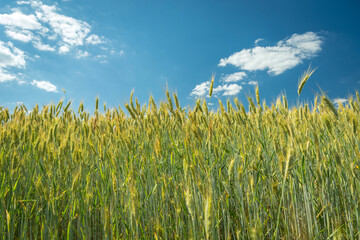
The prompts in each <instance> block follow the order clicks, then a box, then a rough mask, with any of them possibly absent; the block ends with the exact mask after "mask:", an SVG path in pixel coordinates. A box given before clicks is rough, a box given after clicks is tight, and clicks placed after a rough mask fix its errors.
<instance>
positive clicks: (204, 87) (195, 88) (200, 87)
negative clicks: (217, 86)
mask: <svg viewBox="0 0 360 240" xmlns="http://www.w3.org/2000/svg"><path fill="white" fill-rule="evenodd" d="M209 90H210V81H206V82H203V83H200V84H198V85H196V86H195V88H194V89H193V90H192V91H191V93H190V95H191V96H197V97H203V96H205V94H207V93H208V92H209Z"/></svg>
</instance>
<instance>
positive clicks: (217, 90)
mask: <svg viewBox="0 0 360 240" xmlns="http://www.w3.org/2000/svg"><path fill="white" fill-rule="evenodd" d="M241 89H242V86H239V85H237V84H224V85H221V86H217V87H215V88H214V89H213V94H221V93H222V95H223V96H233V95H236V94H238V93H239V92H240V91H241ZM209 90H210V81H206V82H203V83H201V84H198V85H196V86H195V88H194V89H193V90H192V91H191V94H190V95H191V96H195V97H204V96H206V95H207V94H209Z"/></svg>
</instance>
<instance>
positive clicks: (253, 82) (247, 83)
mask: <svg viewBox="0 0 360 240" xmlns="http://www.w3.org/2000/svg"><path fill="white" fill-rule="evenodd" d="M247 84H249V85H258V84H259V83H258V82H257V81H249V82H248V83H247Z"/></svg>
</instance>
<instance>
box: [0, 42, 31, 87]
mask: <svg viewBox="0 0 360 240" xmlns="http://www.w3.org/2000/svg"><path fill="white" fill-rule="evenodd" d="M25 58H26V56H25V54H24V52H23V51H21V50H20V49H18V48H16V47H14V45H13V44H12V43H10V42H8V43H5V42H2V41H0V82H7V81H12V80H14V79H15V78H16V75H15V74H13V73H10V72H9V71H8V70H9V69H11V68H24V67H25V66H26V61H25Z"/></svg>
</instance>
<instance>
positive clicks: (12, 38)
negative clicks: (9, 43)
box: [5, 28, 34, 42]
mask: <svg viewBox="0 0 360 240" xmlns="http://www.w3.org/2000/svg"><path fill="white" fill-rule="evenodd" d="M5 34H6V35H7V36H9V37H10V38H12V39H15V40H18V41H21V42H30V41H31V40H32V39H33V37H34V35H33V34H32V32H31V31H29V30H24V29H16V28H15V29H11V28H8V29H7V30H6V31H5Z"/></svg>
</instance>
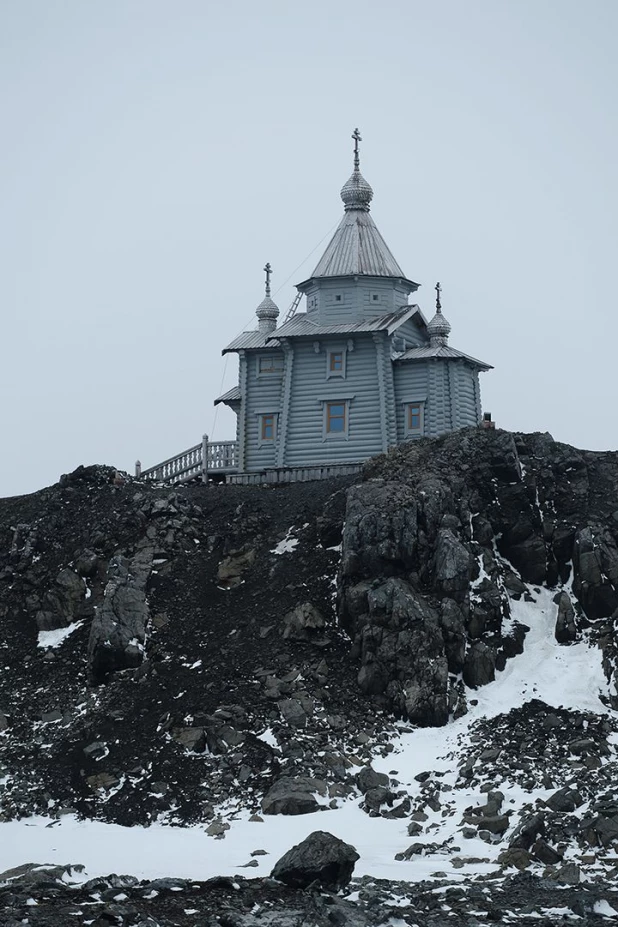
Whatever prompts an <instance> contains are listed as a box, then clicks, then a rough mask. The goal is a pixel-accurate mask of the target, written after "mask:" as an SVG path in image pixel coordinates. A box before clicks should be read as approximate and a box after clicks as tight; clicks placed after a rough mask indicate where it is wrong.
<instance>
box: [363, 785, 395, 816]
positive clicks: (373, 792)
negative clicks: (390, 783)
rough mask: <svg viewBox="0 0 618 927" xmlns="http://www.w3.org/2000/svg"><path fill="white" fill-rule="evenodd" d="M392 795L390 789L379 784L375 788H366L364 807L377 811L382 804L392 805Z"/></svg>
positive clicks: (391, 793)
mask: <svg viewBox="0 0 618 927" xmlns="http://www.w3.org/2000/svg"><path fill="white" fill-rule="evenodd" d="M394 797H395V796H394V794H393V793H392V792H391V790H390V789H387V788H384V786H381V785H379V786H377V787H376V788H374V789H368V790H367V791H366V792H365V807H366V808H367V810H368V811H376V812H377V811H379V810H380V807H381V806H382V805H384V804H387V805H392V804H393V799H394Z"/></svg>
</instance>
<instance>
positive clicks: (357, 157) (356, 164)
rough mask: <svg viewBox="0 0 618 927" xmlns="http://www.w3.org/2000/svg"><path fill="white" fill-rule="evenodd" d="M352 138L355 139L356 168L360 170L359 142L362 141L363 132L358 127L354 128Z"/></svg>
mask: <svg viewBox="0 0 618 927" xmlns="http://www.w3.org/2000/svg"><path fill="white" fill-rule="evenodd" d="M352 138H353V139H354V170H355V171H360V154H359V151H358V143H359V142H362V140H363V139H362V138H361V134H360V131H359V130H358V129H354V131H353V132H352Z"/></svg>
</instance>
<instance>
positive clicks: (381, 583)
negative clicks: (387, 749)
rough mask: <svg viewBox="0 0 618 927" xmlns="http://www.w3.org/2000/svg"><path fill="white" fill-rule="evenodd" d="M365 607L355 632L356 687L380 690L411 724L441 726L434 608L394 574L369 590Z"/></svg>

_WORK REQUIRED:_ Begin with the line that has "box: [0, 42, 31, 87]" in the listing above and end after the line that has "negative clicks: (9, 43)"; output those lines exactly.

_COMPLETED EXERCISE:_
box: [0, 42, 31, 87]
mask: <svg viewBox="0 0 360 240" xmlns="http://www.w3.org/2000/svg"><path fill="white" fill-rule="evenodd" d="M25 58H26V56H25V54H24V52H23V51H21V50H20V49H18V48H16V47H14V45H13V44H12V43H10V42H8V43H5V42H2V41H0V82H7V81H12V80H14V79H15V78H16V75H15V74H13V73H10V72H9V71H8V70H9V69H11V68H24V67H25V66H26V61H25Z"/></svg>
</instance>
<instance>
positive clicks: (12, 38)
negative clicks: (9, 43)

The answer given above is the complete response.